## YOUR OBJECTIVE
Copy out each of the following entries word for word.

— START DATASET RECORDS —

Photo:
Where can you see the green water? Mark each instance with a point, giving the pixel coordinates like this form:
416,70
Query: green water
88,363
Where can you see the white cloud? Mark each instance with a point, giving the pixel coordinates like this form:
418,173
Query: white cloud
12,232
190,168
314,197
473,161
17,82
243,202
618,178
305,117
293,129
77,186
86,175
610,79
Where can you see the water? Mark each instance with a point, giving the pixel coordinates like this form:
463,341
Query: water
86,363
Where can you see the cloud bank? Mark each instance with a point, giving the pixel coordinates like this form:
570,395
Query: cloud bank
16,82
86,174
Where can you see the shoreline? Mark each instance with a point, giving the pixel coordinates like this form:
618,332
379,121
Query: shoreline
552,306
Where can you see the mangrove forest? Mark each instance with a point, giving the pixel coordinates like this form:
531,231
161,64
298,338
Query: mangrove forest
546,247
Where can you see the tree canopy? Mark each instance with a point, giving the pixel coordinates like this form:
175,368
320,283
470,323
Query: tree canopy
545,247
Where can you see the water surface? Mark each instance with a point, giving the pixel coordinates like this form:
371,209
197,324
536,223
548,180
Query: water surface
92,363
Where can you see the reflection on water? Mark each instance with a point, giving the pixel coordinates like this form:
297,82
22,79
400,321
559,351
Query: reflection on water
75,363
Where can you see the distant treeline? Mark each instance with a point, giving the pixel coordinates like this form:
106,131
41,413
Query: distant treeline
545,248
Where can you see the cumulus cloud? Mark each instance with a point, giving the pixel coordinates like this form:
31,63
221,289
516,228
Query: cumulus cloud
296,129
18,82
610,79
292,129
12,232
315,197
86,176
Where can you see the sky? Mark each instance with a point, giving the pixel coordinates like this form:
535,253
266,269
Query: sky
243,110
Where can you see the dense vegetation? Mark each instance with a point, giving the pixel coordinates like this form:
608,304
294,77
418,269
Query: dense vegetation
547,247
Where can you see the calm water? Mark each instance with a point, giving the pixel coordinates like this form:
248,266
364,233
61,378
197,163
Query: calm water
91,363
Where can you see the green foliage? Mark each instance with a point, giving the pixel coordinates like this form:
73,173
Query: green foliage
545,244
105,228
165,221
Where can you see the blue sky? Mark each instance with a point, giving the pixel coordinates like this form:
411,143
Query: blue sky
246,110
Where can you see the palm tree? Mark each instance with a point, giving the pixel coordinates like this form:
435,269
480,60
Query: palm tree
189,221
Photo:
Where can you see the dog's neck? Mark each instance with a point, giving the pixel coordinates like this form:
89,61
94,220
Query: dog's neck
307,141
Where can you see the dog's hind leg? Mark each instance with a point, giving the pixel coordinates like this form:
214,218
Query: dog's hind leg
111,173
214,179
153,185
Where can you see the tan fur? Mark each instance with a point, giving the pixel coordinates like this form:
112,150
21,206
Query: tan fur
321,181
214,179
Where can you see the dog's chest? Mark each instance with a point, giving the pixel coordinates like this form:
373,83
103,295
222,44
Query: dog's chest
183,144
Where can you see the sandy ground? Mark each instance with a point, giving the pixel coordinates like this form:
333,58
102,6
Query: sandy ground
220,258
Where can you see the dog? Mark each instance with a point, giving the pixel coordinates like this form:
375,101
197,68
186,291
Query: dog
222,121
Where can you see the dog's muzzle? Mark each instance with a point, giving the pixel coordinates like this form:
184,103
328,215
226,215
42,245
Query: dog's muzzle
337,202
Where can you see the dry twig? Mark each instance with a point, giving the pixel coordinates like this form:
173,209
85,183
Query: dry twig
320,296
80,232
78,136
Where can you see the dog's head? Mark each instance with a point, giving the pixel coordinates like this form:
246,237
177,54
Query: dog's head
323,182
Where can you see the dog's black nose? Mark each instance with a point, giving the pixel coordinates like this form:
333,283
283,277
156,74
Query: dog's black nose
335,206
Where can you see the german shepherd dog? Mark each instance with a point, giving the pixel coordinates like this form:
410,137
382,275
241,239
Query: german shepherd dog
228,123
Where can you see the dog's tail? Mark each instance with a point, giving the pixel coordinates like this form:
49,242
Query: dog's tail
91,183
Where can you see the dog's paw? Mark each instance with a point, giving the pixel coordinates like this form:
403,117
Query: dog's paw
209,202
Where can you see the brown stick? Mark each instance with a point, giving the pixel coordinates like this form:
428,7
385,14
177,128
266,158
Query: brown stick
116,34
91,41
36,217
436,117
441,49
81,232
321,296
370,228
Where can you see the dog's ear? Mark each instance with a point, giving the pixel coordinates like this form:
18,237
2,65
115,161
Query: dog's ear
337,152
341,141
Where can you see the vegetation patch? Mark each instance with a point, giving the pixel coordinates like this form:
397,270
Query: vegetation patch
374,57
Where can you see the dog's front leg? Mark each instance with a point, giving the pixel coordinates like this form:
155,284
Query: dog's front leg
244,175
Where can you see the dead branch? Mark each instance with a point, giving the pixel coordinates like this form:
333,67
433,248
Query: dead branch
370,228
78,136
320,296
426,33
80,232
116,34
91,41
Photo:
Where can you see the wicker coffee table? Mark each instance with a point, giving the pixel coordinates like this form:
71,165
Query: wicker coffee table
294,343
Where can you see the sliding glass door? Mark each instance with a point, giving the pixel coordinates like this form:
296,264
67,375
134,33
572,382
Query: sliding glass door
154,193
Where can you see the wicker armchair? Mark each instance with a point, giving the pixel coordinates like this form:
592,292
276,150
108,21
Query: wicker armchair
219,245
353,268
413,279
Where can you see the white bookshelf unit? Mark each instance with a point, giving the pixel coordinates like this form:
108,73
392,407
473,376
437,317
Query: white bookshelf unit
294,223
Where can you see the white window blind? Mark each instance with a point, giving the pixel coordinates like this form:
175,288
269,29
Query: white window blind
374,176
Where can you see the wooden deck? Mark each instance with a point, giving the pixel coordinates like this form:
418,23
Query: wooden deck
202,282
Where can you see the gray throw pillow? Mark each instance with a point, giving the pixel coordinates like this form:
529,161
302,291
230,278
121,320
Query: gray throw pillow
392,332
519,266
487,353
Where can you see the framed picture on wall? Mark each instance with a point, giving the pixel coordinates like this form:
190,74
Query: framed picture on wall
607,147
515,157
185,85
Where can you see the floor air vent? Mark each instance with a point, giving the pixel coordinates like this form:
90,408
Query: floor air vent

— END DATASET RECORDS —

## THE COMPLETED TASK
Photo:
Where can you see the green water? Mark each instance with a point, giving the pixel coordinates like this form:
416,70
Query: green water
88,363
Where can you see the white cloud? Mark each instance with a point, giving the pixel coordinates like this form:
418,173
Query: white cloud
12,232
190,168
314,197
473,161
17,82
243,202
618,178
305,117
293,129
77,186
86,175
610,79
Where can you see the water? Mark each instance with a point, giving the pixel coordinates like this form:
463,341
Query: water
86,363
Where can you see the cloud bank? Mark each instance with a point, giving the pixel coordinates like this form:
570,395
Query: cloud bank
16,82
86,174
Where can you see the shoreline? Mark each instance with a point, giving the pixel coordinates like this form:
618,332
379,121
Query: shoreline
552,306
Where can you see the mangrove forest? Mark each instance with a point, giving the pixel coordinates like this form:
531,231
161,64
298,338
Query: mangrove forest
546,247
Where can you see the tree canopy? Mark each instance with a point, giving the pixel coordinates like this form:
175,368
320,283
470,323
Query: tree canopy
545,247
Where can you see the water surface? Mark each instance with a point, giving the pixel coordinates like this form:
371,209
197,324
536,223
548,180
Query: water surface
92,363
Where can you see the reflection on water? Mark each instance with a point, giving the pixel coordinates like this form:
297,82
22,79
400,321
559,351
Query: reflection on water
75,363
Where can you see the distant treeline? Mark each instance with a point, giving the pixel coordinates like this form:
106,131
41,413
Query: distant treeline
545,248
Where can you see the cumulus cloud? Mark each instance with a point, giving the pixel coordinates like this form:
31,63
221,289
516,228
Query: cumulus cloud
296,129
18,82
610,79
292,129
12,232
315,197
86,176
Where can you see the sky? Mark each instance with a point, giving the pixel coordinates like this form:
535,253
266,269
Query: sky
243,110
Where can you see the dense vegetation? Mark each instance with a point, giving the pixel coordinates like this form:
608,304
294,77
418,269
Query: dense vegetation
547,247
Where can you see the calm water? Mark each instance with a point, giving the pixel coordinates like this form:
248,266
364,233
61,378
197,163
Query: calm water
91,363
Where can you see the green foliage? Mark each instance with a point, giving the pixel coordinates like this form:
73,173
Query: green foliage
545,244
105,228
165,221
Where can you see the blue sky? Mark each instance with a point, giving the pixel coordinates like this form:
411,143
Query: blue sky
246,110
Where can you see the palm tree? Mark each instance with a point, giving the pixel coordinates like this form:
435,269
480,60
Query: palm tree
189,221
Photo:
Where can you see the dog's neck? Mark each instance with a point, giving the pixel coordinates like this form:
89,61
94,220
Query: dog's neck
307,141
Where can you see the dog's hind leg? Mark each instance with a point, giving the pixel coordinates like this form:
214,218
Query: dog's hind leg
111,173
214,179
153,185
Where can you see the tan fur? Mark each instance with a point, giving the pixel coordinates like this form:
112,150
21,206
Query: tan fur
321,181
214,179
Where can you see the dog's chest? Mark each instance with a point, giving the pixel coordinates like this form:
373,83
103,295
222,44
Query: dog's chest
183,144
Where can you see the sandy ground? Mark each instance with a point, giving the pixel coordinates like this form:
333,58
102,6
Query: sandy ground
220,258
Where can you see the dog? Mark each instance with a point, giving the pixel coordinates like this form:
375,101
197,68
186,291
Query: dog
222,121
Where can you see the dog's muzzle? Mark each instance with a point, giving the pixel coordinates like this form:
184,103
328,215
226,215
42,245
Query: dog's muzzle
337,202
Where can you see the dry twig? Mark each instance with a point, giving the pixel coordinates like this form:
173,209
85,183
Query: dry twig
320,296
80,232
78,136
Where can you see the dog's head? Mark each instance with a point, giving the pixel coordinates like this form:
246,237
177,54
Query: dog's head
323,182
Where can you see the dog's black nose? Mark each instance with a point, giving the pixel coordinates like this form:
333,283
283,277
156,74
Query: dog's black nose
335,206
Where can you see the german shepherd dog? Mark each instance with a point, giving the pixel coordinates like this form:
410,137
382,275
241,239
Query: german shepherd dog
228,123
Where can you see the dog's tail? Mark each instance with a point, giving the pixel coordinates like this form:
49,242
Query: dog's tail
91,183
Where can you see the dog's paw? Mark each instance with a point, giving the pixel coordinates like this form:
403,117
Query: dog's paw
209,202
Where can you see the brown stick? Mark each instance with a point, giving the pixel coordinates like this form:
428,7
385,14
177,128
266,158
Query: brown stick
116,34
91,41
36,217
436,117
441,49
81,232
321,296
370,228
Where can you see the dog's ear? Mark each instance with a point, giving the pixel coordinates like this form:
18,237
2,65
115,161
Query: dog's ear
337,152
341,141
Where can you see the vegetation patch? Mark each instance with a point, giving the pixel coordinates like this form:
397,270
Query: vegetation patch
374,57
Where can you see the dog's front leg? Mark each instance with a point, giving the pixel coordinates like this form:
155,284
Query: dog's front leg
244,175
Where can you see the dead branch? Mark each instance with a point, giving the pixel coordinates like this form:
333,67
433,248
Query: dead branch
370,228
78,136
320,296
426,33
80,232
116,34
91,41
Photo:
Where can you see the wicker coffee table? Mark each instance with a point, giving the pixel coordinates like this form:
71,165
Query: wicker coffee table
294,343
Where can you see the sliding glass door? Mark each instance with a point, giving the pixel coordinates like this form:
296,264
67,375
134,33
572,382
Query: sliding glass door
154,193
Where can you see the wicker armchair? Mark each instance with a point, giving the pixel coordinates like this form:
592,292
276,150
108,21
Query: wicker armchair
219,245
353,268
413,279
Where can you see the white bookshelf unit? Mark each instance with a point, giving the pixel coordinates like this form:
108,73
392,407
473,376
437,317
Query: white bookshelf unit
294,223
Where can you see the white window blind? Mark each instance with a point, giving the pixel coordinates like this form:
175,288
269,29
Query: white window blind
374,176
Where can you see the wooden deck? Mark each instance with a point, giving the pixel coordinates like this form:
418,23
Query: wooden deck
202,282
Where can you see the gray throw pillow? Mark each instance with a point, giving the pixel coordinates like this form:
529,161
302,291
230,278
121,320
Query: gray throw pillow
392,332
519,266
487,353
Where can you see the framed picture on wall? Mark each instance with a point, giving the pixel coordinates like this form:
190,74
Query: framed picture on wall
607,147
515,157
185,85
Where can you see the floor air vent? Mark each instance with a point, giving the pixel coordinates like this form:
90,408
Query: floor air vent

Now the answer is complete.